# Exercise brief
Collect each line of the data below that contains the string "tree", treating uppercase and lowercase letters as different.

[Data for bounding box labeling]
** START **

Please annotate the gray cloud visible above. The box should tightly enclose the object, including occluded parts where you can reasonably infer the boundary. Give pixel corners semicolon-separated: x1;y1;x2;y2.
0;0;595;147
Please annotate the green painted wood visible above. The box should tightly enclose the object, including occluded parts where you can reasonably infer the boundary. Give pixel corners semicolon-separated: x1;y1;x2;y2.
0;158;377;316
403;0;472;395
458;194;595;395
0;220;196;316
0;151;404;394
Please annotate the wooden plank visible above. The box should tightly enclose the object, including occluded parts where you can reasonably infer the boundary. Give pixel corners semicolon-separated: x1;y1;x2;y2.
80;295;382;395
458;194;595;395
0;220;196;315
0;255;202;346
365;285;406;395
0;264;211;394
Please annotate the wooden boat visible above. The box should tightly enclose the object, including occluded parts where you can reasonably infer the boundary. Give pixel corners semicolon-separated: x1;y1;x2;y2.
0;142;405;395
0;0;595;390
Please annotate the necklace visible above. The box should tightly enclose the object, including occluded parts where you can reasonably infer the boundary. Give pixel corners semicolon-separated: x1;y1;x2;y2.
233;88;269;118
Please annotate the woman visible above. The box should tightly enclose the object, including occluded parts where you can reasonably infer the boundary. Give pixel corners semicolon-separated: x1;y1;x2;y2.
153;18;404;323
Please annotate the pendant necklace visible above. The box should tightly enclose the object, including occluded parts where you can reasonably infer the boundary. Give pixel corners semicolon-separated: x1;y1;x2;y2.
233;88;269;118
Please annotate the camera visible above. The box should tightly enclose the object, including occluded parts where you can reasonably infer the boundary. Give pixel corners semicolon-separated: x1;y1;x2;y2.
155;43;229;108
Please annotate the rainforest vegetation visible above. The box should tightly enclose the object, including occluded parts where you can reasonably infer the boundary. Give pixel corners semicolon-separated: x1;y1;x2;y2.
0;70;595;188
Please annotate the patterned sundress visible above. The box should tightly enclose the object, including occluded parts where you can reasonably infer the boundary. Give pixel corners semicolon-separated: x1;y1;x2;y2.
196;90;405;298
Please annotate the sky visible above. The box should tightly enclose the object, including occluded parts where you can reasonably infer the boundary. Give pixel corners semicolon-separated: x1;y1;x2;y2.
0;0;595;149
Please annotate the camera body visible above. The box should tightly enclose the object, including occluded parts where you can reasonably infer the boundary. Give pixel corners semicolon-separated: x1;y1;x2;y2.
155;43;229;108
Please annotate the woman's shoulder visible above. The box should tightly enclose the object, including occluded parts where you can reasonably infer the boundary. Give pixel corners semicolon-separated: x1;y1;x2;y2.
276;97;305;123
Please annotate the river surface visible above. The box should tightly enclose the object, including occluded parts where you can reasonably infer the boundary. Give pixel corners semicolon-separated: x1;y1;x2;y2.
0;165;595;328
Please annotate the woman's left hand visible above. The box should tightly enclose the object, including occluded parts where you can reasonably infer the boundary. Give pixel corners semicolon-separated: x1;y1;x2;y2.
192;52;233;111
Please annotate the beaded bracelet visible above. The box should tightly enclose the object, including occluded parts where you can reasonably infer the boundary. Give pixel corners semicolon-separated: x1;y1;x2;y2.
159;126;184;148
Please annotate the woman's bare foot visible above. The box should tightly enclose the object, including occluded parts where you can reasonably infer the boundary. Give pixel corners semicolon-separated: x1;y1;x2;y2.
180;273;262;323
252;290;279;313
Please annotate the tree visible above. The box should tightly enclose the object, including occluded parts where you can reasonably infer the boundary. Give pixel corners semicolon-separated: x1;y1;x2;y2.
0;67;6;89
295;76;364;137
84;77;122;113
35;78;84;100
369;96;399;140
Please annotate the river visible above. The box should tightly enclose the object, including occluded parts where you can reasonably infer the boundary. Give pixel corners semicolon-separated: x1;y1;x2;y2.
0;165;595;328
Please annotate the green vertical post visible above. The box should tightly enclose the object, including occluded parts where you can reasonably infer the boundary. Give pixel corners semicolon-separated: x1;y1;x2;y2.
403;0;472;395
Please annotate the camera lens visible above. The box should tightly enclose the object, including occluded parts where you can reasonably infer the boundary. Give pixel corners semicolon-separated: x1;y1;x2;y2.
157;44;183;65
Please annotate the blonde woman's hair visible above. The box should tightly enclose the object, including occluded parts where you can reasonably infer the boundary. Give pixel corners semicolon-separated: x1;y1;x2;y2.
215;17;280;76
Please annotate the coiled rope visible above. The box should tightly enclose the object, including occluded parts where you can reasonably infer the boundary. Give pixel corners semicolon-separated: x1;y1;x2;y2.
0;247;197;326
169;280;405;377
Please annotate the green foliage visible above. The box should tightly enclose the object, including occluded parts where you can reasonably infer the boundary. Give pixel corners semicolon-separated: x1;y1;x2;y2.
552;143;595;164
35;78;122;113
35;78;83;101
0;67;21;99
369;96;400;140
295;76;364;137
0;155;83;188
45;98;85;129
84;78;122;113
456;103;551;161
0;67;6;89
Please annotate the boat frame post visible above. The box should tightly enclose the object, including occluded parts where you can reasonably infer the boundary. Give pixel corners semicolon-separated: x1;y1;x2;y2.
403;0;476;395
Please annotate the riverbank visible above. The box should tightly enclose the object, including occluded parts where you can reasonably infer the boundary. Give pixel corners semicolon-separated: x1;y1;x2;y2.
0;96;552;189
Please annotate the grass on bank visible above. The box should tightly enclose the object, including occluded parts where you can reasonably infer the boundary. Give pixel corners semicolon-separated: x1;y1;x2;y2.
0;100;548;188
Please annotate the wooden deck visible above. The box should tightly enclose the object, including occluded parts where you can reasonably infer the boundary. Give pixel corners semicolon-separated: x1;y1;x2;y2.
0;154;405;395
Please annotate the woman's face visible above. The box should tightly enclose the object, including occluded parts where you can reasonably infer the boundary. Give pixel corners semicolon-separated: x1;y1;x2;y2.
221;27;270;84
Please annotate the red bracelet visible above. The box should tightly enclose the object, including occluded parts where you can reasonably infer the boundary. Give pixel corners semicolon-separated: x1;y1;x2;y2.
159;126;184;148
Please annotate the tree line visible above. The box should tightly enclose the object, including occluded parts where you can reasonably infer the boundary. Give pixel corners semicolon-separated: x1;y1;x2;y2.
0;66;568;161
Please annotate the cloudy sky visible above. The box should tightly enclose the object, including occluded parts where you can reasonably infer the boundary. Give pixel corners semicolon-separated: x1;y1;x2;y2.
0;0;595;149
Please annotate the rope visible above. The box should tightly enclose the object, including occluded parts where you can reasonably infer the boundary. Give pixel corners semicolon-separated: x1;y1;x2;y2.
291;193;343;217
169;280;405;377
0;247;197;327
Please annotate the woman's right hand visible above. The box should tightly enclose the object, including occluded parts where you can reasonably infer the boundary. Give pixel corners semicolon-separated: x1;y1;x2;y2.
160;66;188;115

** END **
** START **

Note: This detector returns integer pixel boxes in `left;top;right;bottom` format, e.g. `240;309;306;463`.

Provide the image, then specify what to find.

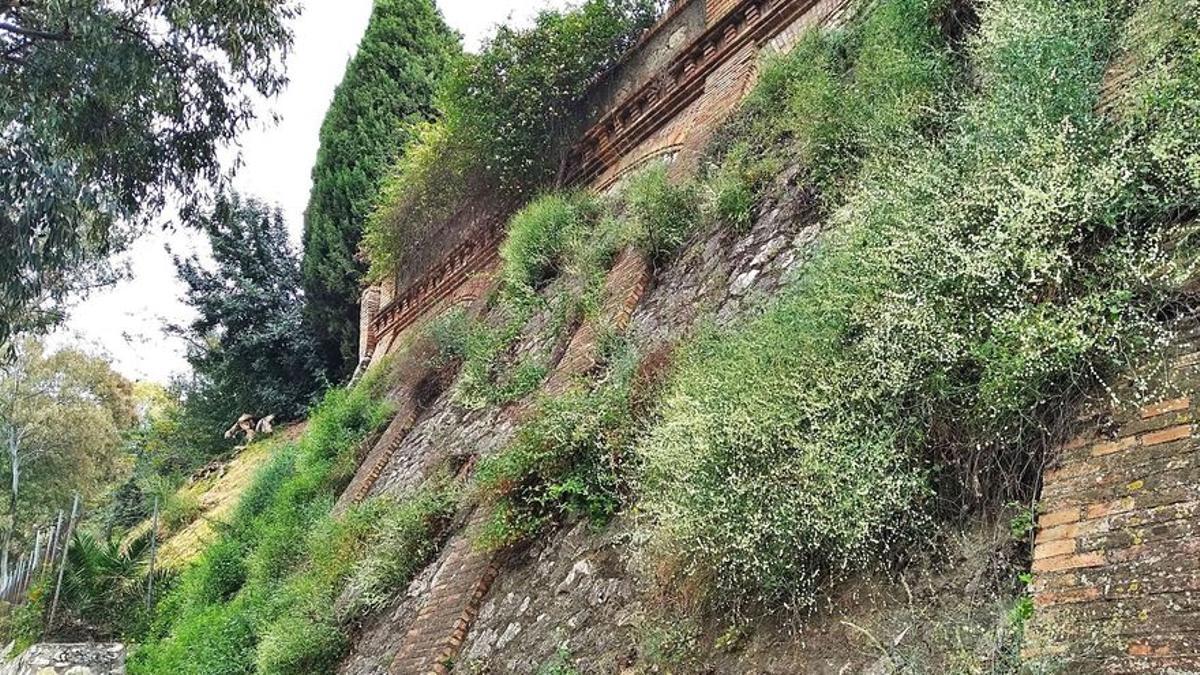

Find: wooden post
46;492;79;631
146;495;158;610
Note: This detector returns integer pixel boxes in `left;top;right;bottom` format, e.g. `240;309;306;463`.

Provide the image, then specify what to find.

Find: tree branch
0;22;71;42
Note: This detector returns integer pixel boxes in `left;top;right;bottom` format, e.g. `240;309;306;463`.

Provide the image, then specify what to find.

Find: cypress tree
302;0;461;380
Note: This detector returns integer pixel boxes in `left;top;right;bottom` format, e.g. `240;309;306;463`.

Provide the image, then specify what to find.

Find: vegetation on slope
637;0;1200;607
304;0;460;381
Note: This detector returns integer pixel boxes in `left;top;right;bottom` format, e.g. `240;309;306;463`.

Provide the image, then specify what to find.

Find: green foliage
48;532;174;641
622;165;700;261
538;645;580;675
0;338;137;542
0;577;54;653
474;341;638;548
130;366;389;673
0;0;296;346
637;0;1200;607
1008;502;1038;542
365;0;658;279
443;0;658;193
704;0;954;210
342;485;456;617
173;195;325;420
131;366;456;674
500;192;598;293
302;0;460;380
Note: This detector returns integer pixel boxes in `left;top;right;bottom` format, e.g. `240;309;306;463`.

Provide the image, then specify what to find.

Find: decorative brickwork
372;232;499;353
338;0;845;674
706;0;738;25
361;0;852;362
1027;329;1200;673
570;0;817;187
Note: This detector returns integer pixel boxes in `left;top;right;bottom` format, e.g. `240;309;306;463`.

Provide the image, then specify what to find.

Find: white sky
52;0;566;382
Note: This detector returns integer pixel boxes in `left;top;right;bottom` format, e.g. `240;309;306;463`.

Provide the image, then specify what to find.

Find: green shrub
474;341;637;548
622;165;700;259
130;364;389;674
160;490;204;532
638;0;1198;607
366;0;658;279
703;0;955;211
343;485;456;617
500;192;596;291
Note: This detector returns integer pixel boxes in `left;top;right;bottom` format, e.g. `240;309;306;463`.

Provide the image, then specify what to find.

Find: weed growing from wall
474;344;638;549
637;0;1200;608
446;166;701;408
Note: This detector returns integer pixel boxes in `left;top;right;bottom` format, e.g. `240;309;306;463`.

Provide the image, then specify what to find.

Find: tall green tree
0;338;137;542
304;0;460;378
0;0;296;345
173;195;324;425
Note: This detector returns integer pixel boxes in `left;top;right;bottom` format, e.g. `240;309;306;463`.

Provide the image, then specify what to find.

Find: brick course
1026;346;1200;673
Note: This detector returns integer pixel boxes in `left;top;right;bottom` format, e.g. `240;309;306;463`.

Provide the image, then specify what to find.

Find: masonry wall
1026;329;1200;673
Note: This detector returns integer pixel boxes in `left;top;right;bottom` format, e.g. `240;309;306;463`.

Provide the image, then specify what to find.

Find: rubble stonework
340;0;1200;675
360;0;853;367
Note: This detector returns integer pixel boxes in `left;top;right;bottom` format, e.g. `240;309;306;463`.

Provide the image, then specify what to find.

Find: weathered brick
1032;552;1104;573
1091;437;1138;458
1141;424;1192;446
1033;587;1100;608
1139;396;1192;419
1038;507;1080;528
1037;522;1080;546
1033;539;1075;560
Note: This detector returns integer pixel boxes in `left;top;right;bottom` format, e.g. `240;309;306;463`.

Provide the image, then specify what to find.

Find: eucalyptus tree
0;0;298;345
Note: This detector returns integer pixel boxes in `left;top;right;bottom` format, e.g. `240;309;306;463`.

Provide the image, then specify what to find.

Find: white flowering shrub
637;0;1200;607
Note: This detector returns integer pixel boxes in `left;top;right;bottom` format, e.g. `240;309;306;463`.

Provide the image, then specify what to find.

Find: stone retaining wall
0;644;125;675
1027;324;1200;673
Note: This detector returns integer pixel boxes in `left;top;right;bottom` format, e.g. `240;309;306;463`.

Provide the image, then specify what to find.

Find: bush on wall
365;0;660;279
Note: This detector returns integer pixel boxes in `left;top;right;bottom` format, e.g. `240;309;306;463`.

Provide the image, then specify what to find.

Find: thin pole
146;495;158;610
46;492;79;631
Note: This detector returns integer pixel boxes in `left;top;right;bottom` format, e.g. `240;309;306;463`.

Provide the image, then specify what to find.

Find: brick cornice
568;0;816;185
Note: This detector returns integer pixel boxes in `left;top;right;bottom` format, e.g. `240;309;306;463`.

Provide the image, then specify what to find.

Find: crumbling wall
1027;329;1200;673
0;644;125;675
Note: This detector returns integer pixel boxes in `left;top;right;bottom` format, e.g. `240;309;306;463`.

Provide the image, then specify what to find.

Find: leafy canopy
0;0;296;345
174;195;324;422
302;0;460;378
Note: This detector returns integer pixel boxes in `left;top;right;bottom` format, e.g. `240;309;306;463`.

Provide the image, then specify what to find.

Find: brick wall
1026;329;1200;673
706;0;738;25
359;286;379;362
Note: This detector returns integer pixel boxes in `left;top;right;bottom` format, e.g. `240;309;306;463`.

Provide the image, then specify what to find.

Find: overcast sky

** END **
** START **

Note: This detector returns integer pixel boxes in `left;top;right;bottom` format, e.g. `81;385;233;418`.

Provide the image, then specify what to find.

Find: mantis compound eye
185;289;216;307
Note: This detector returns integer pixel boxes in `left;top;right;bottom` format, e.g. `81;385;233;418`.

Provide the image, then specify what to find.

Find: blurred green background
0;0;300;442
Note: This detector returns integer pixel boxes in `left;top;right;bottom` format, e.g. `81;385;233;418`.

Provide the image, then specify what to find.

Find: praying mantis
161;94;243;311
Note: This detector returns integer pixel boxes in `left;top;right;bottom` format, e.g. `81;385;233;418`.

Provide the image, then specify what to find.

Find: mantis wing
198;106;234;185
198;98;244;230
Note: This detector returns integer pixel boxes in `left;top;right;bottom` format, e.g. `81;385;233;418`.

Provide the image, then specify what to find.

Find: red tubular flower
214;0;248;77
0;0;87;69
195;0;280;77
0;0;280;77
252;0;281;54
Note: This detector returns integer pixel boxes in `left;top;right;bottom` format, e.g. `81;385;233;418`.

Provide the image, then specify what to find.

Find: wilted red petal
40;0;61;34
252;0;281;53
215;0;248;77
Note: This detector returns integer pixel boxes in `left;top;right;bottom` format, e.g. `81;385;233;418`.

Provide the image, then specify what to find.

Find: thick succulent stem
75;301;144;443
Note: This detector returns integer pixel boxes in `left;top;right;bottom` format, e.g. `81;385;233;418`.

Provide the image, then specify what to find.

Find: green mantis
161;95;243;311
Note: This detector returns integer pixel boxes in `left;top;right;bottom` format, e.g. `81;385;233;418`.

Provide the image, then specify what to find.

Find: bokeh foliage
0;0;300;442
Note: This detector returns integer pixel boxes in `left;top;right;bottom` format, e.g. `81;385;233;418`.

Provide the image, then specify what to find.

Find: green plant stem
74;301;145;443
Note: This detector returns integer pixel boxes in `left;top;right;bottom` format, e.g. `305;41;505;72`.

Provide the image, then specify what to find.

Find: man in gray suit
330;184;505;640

** END **

# Result of this task
Please annotate the tree visible above. The box should tightly enclose the object, including occluded parts where you can reasonably infer the boundary. Give pixel corners semicolon-separated: x1;y1;x2;y2.
Please annotate the tree line visible above. The box should tightly enclose the object, including occluded parts where you can reasonably infer the boundary. Give pixel corners semicolon-separated: x1;y1;x2;y2.
Find: tree branch
Find: cypress tree
Find: tall green tree
Find: eucalyptus tree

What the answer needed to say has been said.